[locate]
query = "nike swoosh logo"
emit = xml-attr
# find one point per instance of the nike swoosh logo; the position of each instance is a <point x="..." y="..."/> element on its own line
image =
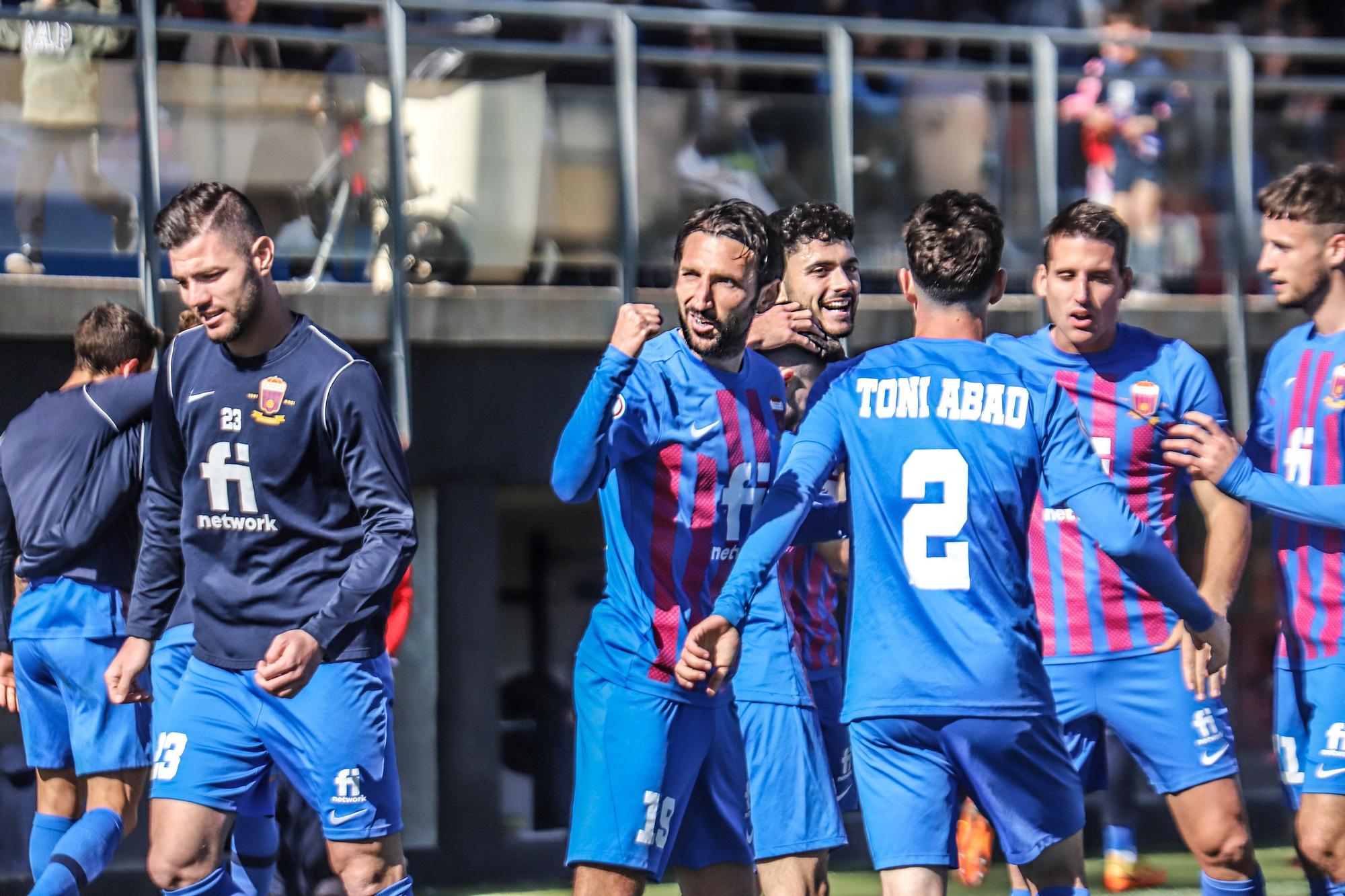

• [Exercise requirements] Copy the lines above word for word, leaving out the picture.

• [Task response]
[locate]
query = "nike swoosh logo"
emit = xml-attr
# find one point per instance of the nike swoosh logo; the position of each instance is a <point x="..." y="..."/> element on its own line
image =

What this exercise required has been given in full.